──────── Text to read

Four Decades of Creative Destruction: Renewing Canada’s Manufacturing Base from 1961-1999

by J. Baldwin and M. Brown*


Market economies are dynamic, with new businesses constantly emerging and old ones dying. Evidence of this dynamism can be seen almost every day in the business pages of newspapers or through the casual observation of the comings and goings of businesses in our local communities.

It has become axiomatic to suggest in public discussions that the degree of dynamic change is not only large but becoming more so. Jobs are said to no longer exist for a lifetime. The product lifecycle is described as having shortened. New technologies are described as coming on line at increasingly faster rates.

Examples of change surround us and act as corroborative evidence for these axioms. Considerable attention is given to occasions when mature firms fail. Local layoffs obtain extensive media attention. The high tech boom of the late 1990s and its subsequent bust is now part of common parlance about how rapidly good times can turn to bad.

Despite the widespread description of the increasing rapidity of change, and media coverage of individual events, there is little comprehensive evidence of the amount of change.1 This paper remedies this in the area of industrial renewal. It investigates how long a population of business establishments takes to renew itself. Does it occur over a decade, or a much longer period?

────────────────

Direction 1: In the text on Canada's manufacturing renewal, in what area does the paper set out to supply missing evidence about the amount of change?
Direction 2: Tell whether each statement agrees with the text on Canada's manufacturing renewal, answering yes or no and quoting the deciding words. (a) Local layoffs get little media attention. (b) The product lifecycle is described as having shortened. (c) There is plenty of comprehensive evidence of the amount of change.

──────── Dataset section

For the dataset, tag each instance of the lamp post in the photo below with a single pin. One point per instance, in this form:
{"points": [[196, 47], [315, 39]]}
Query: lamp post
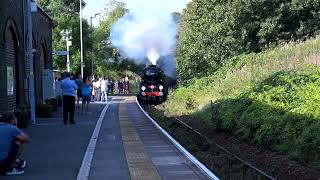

────────────────

Task answer 1: Industrial renewal.

Task answer 2:
(a) No: "Local layoffs obtain extensive media attention."
(b) Yes: "The product lifecycle is described as having shortened."
(c) No: "there is little comprehensive evidence of the amount of change."